[Dataset entries]
• • • • •

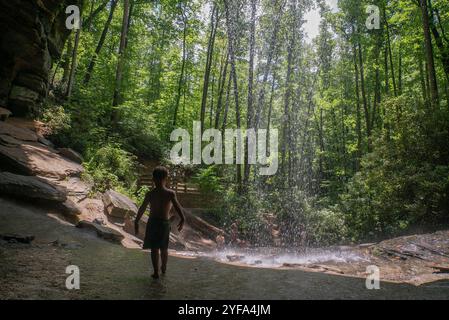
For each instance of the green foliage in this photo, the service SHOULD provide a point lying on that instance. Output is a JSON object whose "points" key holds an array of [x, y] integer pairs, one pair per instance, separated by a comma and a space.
{"points": [[404, 181], [208, 180]]}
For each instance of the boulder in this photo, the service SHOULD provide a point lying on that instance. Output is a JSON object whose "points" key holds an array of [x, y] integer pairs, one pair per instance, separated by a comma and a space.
{"points": [[102, 231], [70, 208], [32, 158], [33, 36], [118, 205], [30, 187], [22, 134], [71, 155]]}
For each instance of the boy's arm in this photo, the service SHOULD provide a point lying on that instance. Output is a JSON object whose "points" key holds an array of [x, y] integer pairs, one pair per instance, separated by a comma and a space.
{"points": [[141, 211], [179, 210]]}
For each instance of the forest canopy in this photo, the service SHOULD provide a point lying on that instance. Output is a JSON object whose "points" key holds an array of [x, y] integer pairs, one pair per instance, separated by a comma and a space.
{"points": [[362, 114]]}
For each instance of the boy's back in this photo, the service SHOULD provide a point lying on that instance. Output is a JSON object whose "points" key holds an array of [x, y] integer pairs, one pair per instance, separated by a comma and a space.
{"points": [[161, 202], [157, 235]]}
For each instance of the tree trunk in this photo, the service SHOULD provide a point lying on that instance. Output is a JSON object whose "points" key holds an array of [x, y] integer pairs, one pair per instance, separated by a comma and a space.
{"points": [[121, 57], [74, 65], [429, 54], [210, 51], [183, 66], [231, 31], [250, 110], [93, 14]]}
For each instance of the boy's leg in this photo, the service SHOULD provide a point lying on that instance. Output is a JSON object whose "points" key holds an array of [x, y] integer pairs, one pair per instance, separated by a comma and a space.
{"points": [[164, 258], [155, 261]]}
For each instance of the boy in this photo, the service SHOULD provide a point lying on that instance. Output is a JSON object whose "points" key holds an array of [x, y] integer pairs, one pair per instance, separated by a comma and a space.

• • • • •

**PROBLEM TO SOLVE:**
Copy the data word for word. Pictures do not go in the copy.

**ANSWER:**
For each instance of the green foliage in this photo, the service SHOULD provide a point lying on that instance. Output is a JSON object whose "points" key holds an array of [x, y] integer pairs, one pair per instance, separated by a comma and a space.
{"points": [[404, 181], [208, 180]]}
For each instance of the boulder in this photo, the service SHOULD provide a point lying on that instance. Output is a JSON object whose "points" key holds an array of [x, y] integer pairs, one pair per instance, separated by a comma and a space.
{"points": [[102, 231], [70, 208], [32, 158], [33, 36], [118, 205], [30, 187], [22, 134], [71, 155]]}
For each instance of the boy's arm in this photo, the service SHOULD provide a point lying on that instance. Output is a JSON object whose "points" key holds an array of [x, y] integer pairs, one pair per instance, separated by a comma and a space.
{"points": [[141, 211], [179, 210]]}
For each instance of the forest canopy in this photo, the service SHOULD provide a point lying on that instance. Output is a JSON object whose "points" key holds an array of [x, y] integer pairs, one pair per instance, separated by a comma and a space.
{"points": [[362, 114]]}
For each instance of the boy's back in this photo, the service SHOULD provide a point lying on that instance. Output is a JSON object whose "points" key holds an array of [x, y] integer pairs, one pair per instance, separated by a comma and a space.
{"points": [[161, 202], [157, 235]]}
For each instance of the tree trunk in this photo, the service SHOULD provide a point lying on that instance. Output is a JSON object whose "points" key holds an array of [x, y] integer pairs, one pair per instance, separated by a comma and a space.
{"points": [[121, 57], [74, 65], [429, 54], [210, 51], [183, 66], [231, 31], [250, 110], [93, 14]]}
For each instance of the boy's leg in this photo, the service SHOULD provide a point lying on that instance. Output is a JSON object whose "points" key holds an array of [x, y] integer pairs, one pair per instance, separated by a comma and a space.
{"points": [[164, 258], [155, 261]]}
For each instance of the boy in this photo, the service SHOULD provide a point lying on that instance. Output is a JSON object whose "points" key holds an array of [x, y] integer pairs, one pair per instance, separated by a comma and a space.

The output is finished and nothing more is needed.